Start of EXTRACTED RECORDS
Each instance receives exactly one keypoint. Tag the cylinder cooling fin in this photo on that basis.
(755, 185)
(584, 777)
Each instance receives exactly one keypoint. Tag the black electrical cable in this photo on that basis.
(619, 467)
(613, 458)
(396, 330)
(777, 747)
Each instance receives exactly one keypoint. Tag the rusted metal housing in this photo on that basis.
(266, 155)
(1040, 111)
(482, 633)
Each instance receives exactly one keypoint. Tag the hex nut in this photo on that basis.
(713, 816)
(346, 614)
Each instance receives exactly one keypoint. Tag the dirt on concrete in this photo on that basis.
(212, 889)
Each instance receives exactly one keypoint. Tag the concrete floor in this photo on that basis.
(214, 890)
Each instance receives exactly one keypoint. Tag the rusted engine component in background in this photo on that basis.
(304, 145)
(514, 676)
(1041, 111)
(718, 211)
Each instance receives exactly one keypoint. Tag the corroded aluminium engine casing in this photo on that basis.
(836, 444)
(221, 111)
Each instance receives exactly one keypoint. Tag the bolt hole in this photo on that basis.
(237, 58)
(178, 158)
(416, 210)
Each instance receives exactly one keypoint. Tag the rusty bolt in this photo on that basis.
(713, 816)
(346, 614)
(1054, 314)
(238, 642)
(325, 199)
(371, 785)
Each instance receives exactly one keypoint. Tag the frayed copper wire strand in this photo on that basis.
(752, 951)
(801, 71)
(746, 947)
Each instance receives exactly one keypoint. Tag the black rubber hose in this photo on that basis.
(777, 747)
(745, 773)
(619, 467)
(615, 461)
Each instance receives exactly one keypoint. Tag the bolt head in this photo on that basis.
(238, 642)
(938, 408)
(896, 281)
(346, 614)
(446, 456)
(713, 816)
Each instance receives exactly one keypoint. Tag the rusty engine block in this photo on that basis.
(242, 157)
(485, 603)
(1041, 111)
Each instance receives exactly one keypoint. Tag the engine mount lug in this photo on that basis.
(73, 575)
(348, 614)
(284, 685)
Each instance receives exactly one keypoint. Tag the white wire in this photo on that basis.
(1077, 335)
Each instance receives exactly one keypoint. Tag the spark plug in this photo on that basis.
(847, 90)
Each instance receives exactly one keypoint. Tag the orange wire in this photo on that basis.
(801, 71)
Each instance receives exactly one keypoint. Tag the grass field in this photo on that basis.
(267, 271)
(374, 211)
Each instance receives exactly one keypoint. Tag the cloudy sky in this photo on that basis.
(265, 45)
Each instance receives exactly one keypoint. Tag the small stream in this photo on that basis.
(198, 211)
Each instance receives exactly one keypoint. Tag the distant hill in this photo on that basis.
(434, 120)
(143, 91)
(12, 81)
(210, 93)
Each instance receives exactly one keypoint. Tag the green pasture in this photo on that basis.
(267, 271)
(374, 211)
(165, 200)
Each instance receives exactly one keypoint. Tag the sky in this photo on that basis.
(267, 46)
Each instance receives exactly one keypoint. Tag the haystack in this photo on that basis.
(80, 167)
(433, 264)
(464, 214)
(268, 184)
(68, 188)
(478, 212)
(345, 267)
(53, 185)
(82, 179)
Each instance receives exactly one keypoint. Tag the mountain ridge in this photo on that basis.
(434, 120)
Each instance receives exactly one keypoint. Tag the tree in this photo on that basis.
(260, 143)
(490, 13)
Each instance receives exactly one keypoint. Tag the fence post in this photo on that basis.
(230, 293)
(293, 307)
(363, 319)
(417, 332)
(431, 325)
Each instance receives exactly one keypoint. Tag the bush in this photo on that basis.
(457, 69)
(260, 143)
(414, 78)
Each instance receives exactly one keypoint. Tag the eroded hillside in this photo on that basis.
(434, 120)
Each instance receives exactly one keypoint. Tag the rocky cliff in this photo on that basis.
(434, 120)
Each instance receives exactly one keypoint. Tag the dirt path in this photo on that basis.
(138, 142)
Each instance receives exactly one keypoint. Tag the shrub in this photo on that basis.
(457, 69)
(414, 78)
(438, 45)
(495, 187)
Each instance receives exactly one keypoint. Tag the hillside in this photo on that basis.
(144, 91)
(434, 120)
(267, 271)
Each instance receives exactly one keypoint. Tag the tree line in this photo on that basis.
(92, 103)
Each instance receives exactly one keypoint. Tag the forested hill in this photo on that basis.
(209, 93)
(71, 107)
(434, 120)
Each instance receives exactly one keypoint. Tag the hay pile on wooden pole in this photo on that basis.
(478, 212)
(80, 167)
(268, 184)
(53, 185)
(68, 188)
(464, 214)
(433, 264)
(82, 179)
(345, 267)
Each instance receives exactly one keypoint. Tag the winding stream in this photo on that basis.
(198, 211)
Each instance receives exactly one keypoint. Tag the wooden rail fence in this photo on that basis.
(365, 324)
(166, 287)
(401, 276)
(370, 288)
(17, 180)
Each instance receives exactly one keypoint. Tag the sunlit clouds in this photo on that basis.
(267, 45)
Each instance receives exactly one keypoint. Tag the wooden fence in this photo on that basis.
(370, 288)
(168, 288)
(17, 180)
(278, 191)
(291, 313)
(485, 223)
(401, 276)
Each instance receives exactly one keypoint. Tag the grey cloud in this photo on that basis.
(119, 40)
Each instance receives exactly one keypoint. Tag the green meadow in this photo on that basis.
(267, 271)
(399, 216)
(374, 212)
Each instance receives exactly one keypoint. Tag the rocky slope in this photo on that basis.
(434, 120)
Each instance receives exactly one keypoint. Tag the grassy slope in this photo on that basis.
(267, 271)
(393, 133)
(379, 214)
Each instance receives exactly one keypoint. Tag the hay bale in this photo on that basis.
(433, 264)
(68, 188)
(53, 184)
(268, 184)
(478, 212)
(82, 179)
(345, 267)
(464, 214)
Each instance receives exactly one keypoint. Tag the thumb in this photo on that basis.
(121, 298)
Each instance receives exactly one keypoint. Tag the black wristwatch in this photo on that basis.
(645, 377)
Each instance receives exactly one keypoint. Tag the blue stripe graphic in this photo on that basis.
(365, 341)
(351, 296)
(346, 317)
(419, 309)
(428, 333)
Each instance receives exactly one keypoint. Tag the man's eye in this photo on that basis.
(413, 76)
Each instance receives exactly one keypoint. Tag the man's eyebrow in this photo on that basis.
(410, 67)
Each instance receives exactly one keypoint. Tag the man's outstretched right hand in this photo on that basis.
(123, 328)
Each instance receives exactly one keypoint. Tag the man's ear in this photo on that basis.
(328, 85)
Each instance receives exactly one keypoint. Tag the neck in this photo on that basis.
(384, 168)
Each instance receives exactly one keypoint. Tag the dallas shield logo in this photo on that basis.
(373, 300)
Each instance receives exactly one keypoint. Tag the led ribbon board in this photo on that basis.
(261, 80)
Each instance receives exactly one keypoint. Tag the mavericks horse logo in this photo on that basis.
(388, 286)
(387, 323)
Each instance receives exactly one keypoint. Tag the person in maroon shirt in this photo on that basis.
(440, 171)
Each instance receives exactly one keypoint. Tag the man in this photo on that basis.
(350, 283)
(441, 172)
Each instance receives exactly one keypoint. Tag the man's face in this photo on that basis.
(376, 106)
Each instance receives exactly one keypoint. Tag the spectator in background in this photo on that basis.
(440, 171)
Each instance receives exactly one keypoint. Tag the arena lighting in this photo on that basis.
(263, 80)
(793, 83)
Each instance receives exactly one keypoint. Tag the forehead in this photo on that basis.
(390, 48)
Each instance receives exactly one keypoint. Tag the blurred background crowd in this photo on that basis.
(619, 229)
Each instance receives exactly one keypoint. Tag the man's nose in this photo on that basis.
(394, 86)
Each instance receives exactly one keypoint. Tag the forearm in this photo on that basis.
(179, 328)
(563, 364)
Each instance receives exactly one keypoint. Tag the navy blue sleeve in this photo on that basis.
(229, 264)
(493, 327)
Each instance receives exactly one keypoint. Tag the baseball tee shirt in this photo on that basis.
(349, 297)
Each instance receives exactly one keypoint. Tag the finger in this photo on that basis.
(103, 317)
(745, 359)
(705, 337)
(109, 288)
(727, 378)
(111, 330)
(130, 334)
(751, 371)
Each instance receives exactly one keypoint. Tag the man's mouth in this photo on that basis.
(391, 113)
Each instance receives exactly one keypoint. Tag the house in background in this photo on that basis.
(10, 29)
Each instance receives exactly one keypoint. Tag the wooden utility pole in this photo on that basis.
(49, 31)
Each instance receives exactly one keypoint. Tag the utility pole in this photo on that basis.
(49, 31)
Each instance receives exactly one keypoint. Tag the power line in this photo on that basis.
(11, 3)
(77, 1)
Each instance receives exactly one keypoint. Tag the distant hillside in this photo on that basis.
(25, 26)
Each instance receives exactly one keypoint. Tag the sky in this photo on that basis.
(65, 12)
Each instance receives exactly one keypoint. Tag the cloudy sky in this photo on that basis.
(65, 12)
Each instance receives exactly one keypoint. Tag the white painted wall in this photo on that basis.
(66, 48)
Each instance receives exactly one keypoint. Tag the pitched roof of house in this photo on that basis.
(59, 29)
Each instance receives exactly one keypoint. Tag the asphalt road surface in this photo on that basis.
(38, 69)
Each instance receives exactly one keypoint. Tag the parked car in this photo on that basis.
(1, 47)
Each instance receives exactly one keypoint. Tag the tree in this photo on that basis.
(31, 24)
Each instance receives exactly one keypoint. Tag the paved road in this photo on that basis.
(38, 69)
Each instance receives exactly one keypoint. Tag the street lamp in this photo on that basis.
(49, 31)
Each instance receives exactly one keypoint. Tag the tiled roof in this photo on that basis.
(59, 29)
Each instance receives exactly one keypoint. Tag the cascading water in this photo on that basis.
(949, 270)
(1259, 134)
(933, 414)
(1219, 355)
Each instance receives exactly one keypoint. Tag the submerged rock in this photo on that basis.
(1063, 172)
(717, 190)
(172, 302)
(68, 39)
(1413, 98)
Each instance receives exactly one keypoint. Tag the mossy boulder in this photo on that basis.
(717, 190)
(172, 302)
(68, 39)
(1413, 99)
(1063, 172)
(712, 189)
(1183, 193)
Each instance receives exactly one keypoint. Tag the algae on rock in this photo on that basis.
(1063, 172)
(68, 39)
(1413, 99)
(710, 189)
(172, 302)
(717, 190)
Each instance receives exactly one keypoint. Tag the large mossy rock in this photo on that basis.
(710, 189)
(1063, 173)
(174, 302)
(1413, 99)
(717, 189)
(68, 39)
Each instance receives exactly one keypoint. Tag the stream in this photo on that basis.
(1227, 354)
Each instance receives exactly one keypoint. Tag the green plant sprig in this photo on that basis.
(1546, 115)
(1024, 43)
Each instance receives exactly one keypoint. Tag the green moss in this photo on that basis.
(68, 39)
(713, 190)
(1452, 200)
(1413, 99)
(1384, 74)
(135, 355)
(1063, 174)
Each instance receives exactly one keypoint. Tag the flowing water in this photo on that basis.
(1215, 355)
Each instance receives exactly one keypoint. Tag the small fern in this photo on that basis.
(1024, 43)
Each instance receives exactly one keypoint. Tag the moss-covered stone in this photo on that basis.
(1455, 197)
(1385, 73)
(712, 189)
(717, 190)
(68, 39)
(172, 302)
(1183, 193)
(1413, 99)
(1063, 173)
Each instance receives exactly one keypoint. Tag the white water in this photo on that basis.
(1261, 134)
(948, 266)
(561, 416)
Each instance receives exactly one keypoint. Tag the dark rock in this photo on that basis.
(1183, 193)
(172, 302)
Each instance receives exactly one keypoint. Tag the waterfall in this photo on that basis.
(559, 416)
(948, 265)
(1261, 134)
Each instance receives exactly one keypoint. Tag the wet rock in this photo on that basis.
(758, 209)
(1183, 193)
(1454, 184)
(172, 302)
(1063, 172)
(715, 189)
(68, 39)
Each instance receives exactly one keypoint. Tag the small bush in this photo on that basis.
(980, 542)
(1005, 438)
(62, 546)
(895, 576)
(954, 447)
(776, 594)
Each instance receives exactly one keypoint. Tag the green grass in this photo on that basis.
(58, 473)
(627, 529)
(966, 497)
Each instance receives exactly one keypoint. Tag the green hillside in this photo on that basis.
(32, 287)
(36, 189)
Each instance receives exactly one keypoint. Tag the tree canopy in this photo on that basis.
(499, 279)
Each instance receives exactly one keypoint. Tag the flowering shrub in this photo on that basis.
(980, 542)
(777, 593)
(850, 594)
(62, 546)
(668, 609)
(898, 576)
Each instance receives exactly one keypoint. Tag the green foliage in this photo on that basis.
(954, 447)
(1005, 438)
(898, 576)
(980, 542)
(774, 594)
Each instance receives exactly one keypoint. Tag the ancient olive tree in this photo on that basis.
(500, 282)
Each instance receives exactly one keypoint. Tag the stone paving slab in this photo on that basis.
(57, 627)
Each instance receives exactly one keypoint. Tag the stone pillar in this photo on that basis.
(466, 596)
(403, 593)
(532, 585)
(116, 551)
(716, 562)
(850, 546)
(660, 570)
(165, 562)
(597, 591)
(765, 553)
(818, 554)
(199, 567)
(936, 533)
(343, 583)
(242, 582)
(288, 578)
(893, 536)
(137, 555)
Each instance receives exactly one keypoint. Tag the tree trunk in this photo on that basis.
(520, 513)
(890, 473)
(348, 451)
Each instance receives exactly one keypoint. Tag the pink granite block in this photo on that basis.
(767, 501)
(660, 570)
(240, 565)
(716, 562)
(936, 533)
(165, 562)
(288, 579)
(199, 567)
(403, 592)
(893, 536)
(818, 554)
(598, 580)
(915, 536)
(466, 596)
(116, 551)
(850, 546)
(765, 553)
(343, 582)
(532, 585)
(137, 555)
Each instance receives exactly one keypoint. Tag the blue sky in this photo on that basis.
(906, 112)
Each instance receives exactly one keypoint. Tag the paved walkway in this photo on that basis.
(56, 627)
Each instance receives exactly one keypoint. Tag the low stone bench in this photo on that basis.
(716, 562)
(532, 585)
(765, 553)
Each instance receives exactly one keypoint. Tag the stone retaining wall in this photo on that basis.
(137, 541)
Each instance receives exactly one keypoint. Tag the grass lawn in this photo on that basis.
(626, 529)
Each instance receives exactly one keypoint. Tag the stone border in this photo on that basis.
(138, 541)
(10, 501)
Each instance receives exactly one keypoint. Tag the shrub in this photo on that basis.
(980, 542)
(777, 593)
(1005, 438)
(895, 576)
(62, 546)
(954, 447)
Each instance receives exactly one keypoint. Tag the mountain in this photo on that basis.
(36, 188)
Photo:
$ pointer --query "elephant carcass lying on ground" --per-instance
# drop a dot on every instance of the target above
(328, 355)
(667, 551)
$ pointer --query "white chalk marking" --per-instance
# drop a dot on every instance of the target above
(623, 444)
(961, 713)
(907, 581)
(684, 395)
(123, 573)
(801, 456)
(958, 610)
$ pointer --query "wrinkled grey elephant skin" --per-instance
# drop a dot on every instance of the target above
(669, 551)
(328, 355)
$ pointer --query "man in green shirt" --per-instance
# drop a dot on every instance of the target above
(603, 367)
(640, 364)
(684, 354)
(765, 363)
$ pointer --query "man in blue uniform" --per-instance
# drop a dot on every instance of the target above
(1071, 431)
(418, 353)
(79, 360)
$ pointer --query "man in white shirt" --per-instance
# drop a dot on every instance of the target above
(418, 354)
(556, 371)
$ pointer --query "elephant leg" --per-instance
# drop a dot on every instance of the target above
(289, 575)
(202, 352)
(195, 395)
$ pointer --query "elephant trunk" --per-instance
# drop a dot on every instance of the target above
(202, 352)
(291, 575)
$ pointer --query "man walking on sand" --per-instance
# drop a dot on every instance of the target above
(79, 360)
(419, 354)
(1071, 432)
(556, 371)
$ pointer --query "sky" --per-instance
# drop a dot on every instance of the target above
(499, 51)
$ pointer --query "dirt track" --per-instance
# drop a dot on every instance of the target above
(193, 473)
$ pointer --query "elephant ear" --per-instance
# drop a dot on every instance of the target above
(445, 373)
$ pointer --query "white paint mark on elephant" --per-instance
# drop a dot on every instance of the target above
End of EXTRACTED RECORDS
→ **EXERCISE OBJECTIVE**:
Copy every line in the data above that has the string "elephant" in it.

→ **ANSWER**:
$ pointer --query "elephant carcass lying on ground" --per-instance
$ pointer --query "wrinkled grey elephant skin" --per-instance
$ pointer --query "elephant leg" --per-instance
$ pointer --query "elephant trunk" --per-instance
$ pointer --query "elephant ear" --per-instance
$ pointer --query "white paint mark on elephant" --per-instance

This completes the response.